◆ **Qué hacer**: Copia palabra por palabra el trozo del fragmento citado que empieza en las palabras "Un mundo así" y termina después de "de la costa.".

◆ **Fragmento citado**:

+---+

Mis abuelos eran serranos. Cholos con plata. Tenían propiedades. Una hacienda, una montaña, parte de un río. Todo lo que se hallaba en su territorio les pertenecía, incluidos los indios. Los indios –como los señores llamaban a los campesinos indígenas– no tenían nada. Hablaban quechua. Estaban al servicio de las haciendas, trabajaban las chacras, vivían en chozas, parecían esclavos. En ese mundo antiguo, mi bisabuela recorría sus propiedades resguardada por un séquito de indios desnudos. La cargaban en hombros, como a una reina de Game of Thrones. Cuando llegaba la hora del almuerzo, un indio cumplía la misión de arrodillarse hasta tocar el suelo con la frente para que mi bisabuela pudiera sentarse en sus espaldas y comer. El hombre guardaba silencio y compostura. Su trabajo era bastante específico: debía comportarse como una silla.

Un mundo así no podía terminar bien. Los dioses enviaron dos cataclismos. La Reforma Agraria castigó a los hacendados quitándoles sus tierras y dándoselas a los indios. Luego, Sendero Luminoso y el Ejército destruyeron lo que quedaba en una guerra que duró veinte años. Los campesinos morían degollados como reses. Por un motivo u otro, los serranos huimos y llegamos como un aluvión a las ciudades de la costa.

+---+

◆ **Extractos de datos**:
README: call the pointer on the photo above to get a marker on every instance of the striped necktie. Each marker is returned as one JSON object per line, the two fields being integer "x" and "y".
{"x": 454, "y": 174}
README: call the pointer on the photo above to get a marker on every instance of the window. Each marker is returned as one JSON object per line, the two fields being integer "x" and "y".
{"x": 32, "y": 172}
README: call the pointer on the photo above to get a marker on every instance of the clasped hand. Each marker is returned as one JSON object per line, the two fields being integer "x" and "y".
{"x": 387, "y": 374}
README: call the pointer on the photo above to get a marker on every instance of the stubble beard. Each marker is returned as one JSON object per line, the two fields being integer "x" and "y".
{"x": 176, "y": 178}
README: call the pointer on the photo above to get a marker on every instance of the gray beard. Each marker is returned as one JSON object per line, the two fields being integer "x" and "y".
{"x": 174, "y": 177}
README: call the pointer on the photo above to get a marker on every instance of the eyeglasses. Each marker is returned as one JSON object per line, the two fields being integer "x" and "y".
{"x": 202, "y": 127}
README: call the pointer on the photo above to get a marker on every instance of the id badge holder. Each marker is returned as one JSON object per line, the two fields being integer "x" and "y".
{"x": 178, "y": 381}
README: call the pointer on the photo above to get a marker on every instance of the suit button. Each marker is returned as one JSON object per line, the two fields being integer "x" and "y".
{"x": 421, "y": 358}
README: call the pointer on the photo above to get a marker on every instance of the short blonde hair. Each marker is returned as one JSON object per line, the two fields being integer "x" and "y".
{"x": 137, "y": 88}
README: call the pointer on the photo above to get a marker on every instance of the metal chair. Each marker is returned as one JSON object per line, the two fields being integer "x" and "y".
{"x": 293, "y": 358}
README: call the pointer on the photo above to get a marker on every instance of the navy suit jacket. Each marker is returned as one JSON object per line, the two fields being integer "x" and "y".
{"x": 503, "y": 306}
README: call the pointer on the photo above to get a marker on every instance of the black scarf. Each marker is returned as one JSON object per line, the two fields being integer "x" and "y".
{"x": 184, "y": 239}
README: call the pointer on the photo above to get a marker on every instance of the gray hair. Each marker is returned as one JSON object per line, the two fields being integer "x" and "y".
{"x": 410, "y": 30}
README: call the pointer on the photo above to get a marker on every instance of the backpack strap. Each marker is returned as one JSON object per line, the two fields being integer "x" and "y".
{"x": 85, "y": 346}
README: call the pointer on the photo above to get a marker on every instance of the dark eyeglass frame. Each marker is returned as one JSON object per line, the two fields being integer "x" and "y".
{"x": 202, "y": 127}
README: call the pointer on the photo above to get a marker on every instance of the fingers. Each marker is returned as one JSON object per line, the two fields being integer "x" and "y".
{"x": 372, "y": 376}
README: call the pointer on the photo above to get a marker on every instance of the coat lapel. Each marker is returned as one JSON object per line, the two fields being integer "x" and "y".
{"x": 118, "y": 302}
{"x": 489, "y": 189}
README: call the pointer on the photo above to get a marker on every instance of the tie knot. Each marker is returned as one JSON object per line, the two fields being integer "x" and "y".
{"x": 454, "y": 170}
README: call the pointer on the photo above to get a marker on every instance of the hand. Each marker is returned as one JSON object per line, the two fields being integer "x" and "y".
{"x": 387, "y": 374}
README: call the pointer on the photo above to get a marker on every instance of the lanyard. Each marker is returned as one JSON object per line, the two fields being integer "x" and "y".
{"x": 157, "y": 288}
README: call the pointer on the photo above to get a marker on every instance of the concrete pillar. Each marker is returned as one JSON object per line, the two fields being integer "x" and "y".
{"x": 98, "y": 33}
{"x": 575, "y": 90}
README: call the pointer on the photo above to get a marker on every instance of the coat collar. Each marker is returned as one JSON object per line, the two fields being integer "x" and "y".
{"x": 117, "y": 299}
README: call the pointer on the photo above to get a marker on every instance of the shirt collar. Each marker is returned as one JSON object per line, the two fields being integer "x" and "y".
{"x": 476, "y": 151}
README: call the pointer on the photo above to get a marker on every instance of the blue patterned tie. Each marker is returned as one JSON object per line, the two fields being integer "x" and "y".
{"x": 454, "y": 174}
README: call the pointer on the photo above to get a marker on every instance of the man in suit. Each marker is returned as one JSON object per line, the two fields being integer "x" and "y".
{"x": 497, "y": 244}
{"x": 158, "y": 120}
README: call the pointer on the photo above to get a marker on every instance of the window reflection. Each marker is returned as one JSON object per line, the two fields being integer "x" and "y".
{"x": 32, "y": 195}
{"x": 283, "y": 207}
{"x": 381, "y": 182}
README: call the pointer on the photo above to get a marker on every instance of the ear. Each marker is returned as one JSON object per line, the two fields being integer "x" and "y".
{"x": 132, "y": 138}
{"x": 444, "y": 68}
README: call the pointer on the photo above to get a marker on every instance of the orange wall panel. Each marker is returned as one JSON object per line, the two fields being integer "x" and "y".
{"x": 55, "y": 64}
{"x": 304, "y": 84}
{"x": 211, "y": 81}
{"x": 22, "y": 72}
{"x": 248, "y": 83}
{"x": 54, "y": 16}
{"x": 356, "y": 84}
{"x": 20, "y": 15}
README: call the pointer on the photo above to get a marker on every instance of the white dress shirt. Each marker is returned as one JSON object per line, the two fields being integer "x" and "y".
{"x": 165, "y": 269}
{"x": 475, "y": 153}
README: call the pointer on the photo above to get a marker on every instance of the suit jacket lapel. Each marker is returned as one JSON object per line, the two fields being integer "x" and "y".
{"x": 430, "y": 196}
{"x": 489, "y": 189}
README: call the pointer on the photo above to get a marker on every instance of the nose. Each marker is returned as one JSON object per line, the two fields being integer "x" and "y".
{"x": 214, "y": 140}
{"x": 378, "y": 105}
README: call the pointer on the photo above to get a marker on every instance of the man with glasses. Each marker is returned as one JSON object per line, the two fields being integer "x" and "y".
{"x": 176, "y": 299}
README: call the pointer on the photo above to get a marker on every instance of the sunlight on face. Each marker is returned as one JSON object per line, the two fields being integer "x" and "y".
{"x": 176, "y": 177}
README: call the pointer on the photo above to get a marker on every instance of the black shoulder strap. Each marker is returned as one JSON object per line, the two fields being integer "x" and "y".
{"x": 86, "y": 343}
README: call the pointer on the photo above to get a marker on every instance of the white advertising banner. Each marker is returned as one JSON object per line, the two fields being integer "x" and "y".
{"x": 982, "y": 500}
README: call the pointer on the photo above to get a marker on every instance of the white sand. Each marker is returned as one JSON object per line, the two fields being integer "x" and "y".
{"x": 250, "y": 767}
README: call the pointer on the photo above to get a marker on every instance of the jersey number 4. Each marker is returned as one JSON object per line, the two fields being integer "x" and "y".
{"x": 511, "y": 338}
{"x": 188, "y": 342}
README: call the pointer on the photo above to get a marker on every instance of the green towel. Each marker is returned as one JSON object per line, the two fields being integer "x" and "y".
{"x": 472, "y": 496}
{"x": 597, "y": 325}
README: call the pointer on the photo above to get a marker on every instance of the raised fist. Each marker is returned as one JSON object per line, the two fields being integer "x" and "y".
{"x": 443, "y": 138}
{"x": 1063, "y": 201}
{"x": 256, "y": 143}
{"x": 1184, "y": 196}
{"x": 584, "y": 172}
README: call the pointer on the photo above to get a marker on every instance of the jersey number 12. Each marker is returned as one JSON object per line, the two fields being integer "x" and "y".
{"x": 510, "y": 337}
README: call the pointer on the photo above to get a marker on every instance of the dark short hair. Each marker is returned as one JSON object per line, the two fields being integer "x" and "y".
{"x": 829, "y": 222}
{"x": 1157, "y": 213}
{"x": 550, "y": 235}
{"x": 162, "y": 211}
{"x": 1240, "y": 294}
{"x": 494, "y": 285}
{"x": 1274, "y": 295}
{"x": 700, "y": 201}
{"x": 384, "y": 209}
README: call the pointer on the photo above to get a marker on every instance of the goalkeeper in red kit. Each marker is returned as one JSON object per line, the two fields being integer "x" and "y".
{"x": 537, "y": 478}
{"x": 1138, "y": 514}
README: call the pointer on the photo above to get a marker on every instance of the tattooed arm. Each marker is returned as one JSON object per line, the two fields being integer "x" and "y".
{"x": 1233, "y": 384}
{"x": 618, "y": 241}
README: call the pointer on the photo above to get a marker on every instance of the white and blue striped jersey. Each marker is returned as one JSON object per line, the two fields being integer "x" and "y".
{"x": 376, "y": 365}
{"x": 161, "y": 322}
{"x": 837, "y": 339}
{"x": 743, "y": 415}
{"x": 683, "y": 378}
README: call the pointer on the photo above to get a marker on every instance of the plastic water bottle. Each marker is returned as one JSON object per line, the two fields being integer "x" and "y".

+---+

◆ **Respuesta**:
Un mundo así no podía terminar bien. Los dioses enviaron dos cataclismos. La Reforma Agraria castigó a los hacendados quitándoles sus tierras y dándoselas a los indios. Luego, Sendero Luminoso y el Ejército destruyeron lo que quedaba en una guerra que duró veinte años. Los campesinos morían degollados como reses. Por un motivo u otro, los serranos huimos y llegamos como un aluvión a las ciudades de la costa.